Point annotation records
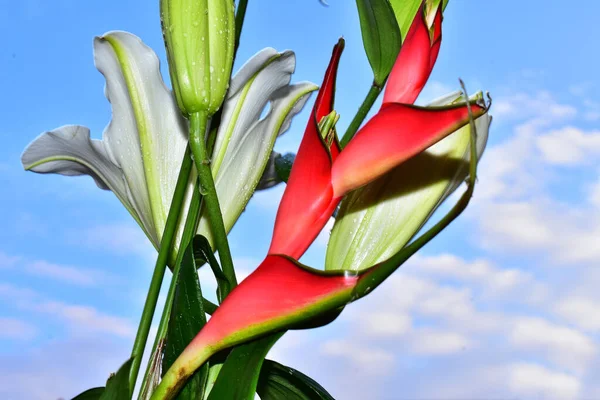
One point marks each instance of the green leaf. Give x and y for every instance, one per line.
x=204, y=253
x=90, y=394
x=278, y=382
x=187, y=318
x=405, y=12
x=239, y=375
x=381, y=36
x=117, y=386
x=283, y=165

AIM OF THE EXERCISE
Output the lines above exactly as they appear, leaving out the pictures.

SOLUTION FOR THIS PROBLEM
One point marks each instance of the green leaf. Give x and y for every instance, one per line.
x=204, y=253
x=90, y=394
x=278, y=382
x=187, y=318
x=405, y=12
x=239, y=375
x=381, y=36
x=117, y=386
x=283, y=165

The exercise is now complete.